RECORDS SHOWN START

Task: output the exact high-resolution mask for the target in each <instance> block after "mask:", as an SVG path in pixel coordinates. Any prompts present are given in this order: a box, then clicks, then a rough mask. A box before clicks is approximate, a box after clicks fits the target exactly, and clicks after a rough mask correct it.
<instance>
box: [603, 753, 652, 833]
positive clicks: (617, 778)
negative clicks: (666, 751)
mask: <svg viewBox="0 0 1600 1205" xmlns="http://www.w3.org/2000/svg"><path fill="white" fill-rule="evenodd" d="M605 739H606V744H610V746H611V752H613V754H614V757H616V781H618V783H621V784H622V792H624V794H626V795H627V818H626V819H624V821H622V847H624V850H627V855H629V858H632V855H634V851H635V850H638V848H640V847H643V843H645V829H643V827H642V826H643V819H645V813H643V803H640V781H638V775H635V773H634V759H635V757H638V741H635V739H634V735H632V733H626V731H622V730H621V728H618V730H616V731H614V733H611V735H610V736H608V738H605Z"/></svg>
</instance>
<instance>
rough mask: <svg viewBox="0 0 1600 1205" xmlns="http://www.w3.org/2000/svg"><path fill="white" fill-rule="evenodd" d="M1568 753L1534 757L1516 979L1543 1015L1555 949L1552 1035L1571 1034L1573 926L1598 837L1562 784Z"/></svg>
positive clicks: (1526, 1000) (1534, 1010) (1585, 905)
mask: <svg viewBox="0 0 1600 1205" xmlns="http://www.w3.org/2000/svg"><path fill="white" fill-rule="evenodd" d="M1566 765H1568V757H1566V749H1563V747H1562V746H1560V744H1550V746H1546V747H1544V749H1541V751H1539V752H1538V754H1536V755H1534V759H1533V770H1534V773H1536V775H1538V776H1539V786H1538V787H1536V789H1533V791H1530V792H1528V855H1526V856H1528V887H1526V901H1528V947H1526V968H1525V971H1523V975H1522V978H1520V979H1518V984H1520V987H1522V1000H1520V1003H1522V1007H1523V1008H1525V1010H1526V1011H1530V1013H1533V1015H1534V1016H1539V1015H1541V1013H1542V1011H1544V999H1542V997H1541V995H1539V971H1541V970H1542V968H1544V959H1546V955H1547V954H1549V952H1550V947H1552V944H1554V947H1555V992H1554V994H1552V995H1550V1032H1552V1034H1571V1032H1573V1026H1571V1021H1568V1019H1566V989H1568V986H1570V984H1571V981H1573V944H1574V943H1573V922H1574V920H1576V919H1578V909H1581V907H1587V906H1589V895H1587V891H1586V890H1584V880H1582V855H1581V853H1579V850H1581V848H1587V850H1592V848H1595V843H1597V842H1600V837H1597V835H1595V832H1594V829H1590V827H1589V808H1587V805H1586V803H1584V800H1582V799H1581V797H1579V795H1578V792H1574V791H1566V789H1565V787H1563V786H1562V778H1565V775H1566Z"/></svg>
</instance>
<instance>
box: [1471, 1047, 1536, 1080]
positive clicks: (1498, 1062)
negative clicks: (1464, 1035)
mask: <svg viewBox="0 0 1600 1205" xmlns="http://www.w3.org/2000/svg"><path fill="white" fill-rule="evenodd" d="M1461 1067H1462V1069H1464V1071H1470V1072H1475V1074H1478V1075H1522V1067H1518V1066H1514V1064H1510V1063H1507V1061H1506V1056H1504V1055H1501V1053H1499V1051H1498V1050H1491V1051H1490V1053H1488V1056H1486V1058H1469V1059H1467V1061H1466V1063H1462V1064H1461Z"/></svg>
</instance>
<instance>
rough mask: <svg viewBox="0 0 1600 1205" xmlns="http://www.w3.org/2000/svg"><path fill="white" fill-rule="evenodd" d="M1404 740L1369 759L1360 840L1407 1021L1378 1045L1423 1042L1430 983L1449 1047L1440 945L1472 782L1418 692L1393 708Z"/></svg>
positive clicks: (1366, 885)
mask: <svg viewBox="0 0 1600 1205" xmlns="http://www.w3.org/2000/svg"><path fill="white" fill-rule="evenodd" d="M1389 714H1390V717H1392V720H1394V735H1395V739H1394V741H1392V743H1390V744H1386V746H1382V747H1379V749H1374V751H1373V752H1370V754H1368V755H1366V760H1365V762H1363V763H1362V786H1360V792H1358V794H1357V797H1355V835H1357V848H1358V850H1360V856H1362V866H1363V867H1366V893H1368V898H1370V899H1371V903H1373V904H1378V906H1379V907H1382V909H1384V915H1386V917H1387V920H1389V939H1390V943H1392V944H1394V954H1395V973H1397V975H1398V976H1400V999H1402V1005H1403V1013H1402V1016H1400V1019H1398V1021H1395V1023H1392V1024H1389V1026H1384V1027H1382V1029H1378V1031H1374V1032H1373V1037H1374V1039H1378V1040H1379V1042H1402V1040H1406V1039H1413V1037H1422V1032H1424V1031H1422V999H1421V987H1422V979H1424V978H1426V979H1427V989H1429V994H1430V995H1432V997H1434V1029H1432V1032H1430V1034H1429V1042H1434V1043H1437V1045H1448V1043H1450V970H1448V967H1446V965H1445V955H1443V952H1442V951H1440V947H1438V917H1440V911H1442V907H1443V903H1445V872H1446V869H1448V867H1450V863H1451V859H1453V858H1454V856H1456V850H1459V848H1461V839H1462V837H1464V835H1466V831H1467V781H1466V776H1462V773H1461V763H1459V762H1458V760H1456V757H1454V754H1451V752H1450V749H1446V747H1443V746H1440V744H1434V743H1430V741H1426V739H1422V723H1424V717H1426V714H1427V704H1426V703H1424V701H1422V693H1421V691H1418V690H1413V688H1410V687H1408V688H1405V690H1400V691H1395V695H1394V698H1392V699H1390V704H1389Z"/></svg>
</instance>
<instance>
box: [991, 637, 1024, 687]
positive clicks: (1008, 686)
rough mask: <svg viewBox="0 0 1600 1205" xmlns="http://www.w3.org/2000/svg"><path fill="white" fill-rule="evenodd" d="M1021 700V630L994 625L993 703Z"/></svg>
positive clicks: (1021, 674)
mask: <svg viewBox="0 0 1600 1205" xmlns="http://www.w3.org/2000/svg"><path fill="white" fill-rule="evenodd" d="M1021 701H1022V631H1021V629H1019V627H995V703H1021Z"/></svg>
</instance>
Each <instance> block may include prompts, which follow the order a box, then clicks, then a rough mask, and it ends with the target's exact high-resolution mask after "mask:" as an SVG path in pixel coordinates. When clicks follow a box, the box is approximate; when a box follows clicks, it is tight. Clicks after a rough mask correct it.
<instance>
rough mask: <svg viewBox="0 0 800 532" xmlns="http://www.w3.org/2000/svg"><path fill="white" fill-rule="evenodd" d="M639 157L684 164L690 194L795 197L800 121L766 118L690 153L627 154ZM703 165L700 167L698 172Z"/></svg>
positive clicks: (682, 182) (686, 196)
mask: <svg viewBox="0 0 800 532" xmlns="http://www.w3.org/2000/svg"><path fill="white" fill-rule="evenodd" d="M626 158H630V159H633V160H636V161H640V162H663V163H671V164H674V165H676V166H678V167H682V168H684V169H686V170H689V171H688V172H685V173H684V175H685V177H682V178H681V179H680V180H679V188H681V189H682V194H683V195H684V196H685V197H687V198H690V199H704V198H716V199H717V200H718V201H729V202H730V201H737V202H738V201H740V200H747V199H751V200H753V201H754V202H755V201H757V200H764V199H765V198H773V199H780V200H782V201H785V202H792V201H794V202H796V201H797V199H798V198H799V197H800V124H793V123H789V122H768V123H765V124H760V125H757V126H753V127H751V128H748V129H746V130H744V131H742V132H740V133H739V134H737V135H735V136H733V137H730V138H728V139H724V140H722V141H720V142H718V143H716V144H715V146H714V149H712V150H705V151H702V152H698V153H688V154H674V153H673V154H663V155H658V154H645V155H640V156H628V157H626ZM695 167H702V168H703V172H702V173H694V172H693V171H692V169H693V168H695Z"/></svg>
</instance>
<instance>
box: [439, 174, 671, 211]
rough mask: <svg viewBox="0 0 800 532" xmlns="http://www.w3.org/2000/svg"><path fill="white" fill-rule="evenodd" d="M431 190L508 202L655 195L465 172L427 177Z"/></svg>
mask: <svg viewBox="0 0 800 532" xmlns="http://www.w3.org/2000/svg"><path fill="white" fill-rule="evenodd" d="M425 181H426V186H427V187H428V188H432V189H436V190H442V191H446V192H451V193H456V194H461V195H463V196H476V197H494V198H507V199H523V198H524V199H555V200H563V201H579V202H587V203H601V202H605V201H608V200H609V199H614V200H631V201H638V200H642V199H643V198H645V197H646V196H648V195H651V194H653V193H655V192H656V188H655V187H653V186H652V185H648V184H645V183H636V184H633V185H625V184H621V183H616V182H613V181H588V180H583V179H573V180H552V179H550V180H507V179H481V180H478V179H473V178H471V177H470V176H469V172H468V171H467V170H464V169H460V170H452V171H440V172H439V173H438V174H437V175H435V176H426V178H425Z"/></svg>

RECORDS SHOWN END

## ACTION ITEM:
Could you restate, word for word, the lines above from the one with "positive clicks: (682, 182) (686, 196)" to the one with "box: [439, 174, 671, 211]", both included?

## SOLVED PROBLEM:
positive clicks: (682, 182) (686, 196)
mask: <svg viewBox="0 0 800 532" xmlns="http://www.w3.org/2000/svg"><path fill="white" fill-rule="evenodd" d="M626 158H630V159H633V160H636V161H640V162H663V163H671V164H674V165H676V166H678V167H682V168H684V169H686V170H689V171H688V172H685V173H684V175H685V177H682V178H681V179H680V180H679V188H681V189H682V194H683V195H684V196H685V197H687V198H690V199H704V198H716V199H717V200H718V201H729V202H730V201H737V202H738V201H740V200H747V199H751V200H753V201H754V202H755V201H757V200H764V199H765V198H773V199H780V200H782V201H785V202H792V201H794V202H796V201H797V199H798V198H799V197H800V124H793V123H789V122H768V123H765V124H760V125H757V126H753V127H751V128H748V129H746V130H744V131H742V132H740V133H739V134H737V135H735V136H733V137H730V138H728V139H724V140H722V141H720V142H718V143H716V144H715V146H714V149H712V150H705V151H702V152H698V153H688V154H674V153H673V154H663V155H658V154H645V155H640V156H628V157H626ZM695 167H702V168H703V172H702V173H694V172H693V171H692V169H693V168H695Z"/></svg>
</instance>
<instance>
box: [439, 174, 671, 211]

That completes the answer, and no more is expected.